Data extract |
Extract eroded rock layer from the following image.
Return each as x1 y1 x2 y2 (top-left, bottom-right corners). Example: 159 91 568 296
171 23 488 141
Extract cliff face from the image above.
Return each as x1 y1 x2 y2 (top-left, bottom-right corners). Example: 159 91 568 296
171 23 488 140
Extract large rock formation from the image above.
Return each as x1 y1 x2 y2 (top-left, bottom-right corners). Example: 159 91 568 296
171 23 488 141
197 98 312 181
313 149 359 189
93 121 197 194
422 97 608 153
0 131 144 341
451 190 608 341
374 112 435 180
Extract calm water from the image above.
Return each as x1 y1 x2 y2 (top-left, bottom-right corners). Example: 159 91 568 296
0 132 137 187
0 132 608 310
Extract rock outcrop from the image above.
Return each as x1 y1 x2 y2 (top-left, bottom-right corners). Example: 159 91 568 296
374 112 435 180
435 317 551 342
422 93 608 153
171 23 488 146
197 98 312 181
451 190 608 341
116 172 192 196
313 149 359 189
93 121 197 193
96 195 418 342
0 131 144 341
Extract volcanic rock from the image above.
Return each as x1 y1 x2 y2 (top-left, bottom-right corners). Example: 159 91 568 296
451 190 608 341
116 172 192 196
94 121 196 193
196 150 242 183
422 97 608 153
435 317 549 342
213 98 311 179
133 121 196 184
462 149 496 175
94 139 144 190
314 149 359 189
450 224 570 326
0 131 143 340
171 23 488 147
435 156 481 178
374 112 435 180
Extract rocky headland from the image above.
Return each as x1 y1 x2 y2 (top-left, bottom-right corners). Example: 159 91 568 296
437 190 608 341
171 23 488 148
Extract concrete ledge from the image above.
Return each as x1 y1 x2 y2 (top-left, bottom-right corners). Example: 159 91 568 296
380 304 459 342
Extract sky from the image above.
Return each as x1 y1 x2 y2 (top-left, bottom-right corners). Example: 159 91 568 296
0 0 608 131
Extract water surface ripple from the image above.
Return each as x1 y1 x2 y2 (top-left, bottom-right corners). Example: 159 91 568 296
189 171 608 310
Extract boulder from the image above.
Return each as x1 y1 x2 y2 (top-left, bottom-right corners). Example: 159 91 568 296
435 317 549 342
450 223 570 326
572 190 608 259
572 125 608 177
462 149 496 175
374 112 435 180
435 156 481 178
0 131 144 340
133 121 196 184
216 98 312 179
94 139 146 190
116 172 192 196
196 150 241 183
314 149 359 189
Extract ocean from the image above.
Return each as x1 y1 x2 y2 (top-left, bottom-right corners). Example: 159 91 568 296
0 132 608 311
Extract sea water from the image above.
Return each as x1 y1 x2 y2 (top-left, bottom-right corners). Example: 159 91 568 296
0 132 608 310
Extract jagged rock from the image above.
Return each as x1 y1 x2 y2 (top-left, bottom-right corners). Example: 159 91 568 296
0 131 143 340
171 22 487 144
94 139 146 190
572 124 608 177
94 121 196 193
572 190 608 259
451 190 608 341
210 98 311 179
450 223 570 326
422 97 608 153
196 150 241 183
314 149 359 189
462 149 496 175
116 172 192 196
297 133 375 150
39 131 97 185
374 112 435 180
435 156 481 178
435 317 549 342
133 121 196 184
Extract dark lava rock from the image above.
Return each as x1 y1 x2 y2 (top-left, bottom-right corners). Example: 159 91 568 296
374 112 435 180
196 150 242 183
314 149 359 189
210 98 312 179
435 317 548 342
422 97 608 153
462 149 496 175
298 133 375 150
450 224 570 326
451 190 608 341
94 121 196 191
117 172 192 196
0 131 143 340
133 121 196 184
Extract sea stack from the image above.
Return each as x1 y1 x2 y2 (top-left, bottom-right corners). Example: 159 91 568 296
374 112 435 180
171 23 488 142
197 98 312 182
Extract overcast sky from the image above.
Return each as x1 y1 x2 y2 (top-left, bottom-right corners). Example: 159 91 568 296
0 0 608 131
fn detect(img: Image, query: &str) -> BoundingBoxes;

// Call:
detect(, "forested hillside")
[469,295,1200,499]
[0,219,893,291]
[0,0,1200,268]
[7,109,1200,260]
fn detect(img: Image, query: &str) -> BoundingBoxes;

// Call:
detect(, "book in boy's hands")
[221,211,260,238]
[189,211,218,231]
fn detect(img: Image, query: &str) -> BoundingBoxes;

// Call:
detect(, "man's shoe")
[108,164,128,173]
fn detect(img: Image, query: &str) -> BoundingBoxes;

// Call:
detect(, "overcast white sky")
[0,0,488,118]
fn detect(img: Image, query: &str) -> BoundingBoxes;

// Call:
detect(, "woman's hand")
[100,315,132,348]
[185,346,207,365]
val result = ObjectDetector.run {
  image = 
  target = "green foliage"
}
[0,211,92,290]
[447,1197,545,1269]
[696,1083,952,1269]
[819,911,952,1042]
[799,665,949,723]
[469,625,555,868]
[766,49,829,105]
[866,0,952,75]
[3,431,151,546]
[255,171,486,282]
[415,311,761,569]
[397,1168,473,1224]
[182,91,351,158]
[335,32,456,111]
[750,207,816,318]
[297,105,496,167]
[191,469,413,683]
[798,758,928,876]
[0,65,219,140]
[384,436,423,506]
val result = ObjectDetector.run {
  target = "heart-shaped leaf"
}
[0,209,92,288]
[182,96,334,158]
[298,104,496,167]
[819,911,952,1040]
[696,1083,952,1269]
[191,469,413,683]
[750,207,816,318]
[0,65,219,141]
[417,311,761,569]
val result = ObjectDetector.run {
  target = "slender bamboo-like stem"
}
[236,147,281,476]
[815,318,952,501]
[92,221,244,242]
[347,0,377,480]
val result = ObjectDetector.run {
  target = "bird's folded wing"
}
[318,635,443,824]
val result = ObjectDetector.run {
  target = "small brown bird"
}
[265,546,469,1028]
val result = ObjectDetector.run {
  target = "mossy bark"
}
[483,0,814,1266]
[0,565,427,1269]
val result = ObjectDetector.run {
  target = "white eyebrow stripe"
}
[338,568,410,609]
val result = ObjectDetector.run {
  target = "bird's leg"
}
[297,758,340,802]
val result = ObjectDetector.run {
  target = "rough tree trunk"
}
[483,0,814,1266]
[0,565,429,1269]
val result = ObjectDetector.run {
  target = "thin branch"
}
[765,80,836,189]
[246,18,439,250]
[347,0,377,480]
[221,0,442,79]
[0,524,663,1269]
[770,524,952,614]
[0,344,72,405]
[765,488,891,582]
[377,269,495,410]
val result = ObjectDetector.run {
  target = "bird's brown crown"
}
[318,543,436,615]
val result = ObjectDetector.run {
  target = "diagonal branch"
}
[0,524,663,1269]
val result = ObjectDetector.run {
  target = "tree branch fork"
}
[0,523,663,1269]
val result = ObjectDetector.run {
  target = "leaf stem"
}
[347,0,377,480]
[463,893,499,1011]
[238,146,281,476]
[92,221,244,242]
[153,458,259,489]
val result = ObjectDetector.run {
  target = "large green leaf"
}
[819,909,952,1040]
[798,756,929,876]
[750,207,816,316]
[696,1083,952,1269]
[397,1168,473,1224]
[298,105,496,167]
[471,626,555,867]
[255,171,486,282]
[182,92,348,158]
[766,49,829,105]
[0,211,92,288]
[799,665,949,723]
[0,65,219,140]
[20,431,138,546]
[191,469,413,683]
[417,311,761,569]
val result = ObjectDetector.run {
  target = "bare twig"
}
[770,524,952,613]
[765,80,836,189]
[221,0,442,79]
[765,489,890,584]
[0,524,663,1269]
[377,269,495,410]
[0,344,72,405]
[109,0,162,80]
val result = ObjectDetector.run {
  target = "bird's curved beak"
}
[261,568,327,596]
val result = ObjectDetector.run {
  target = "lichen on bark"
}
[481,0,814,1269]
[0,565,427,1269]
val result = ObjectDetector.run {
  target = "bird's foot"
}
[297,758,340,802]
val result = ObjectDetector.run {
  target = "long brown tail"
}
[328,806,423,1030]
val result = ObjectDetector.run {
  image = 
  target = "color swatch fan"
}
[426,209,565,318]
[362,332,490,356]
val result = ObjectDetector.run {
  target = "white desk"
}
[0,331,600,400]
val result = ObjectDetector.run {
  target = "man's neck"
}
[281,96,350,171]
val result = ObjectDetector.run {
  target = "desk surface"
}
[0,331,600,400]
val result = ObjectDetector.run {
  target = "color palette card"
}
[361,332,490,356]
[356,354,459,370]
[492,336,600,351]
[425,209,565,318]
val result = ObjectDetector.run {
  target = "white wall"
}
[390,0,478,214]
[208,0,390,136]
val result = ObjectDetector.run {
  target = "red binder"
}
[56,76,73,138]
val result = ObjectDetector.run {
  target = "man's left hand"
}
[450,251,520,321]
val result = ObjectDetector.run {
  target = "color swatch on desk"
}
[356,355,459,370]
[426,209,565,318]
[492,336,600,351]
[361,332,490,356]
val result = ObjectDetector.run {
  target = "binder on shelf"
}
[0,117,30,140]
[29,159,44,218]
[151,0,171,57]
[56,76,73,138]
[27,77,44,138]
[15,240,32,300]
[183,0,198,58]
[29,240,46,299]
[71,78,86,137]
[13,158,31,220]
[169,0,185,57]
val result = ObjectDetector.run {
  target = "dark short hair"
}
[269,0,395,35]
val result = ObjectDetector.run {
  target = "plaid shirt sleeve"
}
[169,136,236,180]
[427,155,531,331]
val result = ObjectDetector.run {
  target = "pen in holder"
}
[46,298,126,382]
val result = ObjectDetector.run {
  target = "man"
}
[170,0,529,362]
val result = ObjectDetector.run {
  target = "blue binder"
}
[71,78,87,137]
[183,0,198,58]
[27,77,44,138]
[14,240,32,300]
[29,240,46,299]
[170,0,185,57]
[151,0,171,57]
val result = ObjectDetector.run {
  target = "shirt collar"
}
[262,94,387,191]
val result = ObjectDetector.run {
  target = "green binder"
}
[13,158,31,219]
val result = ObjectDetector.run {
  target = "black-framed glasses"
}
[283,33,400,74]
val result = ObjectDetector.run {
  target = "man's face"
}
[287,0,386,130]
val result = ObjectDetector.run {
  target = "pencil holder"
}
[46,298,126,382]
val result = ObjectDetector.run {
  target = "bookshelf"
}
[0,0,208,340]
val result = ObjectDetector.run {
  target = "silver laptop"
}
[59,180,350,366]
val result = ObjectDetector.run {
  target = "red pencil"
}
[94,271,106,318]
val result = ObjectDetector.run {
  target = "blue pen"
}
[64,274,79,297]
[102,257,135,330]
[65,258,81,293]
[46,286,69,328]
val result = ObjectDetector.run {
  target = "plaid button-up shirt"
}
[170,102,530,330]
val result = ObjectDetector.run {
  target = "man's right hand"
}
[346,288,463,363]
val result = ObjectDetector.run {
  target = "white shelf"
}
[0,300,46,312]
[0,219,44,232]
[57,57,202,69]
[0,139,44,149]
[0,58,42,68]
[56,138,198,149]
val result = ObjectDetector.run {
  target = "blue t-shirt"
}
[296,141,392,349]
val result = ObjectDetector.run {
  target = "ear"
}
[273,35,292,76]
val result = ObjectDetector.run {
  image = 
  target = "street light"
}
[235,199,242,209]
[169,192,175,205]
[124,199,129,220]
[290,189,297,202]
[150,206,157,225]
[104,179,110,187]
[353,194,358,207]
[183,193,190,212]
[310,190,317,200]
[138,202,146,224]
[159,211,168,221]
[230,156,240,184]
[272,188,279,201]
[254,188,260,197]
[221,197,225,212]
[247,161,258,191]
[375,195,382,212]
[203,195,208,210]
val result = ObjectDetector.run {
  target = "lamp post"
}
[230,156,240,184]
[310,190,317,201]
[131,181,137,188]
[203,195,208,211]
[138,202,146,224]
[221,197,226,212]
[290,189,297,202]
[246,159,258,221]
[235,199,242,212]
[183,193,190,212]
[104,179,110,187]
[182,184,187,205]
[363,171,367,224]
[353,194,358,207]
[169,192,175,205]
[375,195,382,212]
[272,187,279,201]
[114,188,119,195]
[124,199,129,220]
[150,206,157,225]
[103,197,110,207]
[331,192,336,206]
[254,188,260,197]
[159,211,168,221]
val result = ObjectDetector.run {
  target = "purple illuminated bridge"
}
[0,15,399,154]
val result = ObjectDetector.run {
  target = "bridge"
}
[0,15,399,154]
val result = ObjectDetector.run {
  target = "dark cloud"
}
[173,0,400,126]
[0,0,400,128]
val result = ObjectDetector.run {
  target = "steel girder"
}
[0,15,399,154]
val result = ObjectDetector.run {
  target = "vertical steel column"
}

What you are asked to do |
Rewrite the lines from the start of the items through the line containing "171 23 488 140" as a numbered list, leaving out any blank lines.

Solution |
1. Extract eroded rock layer from the following image.
2. Return each as x1 y1 x2 y2 (top-left, bottom-right corners). Example: 159 91 568 296
3. 171 23 488 141
4. Extract cliff face from the image above.
5. Return each as x1 y1 x2 y2 (top-left, bottom-right corners). Example: 159 91 568 296
6. 171 23 488 140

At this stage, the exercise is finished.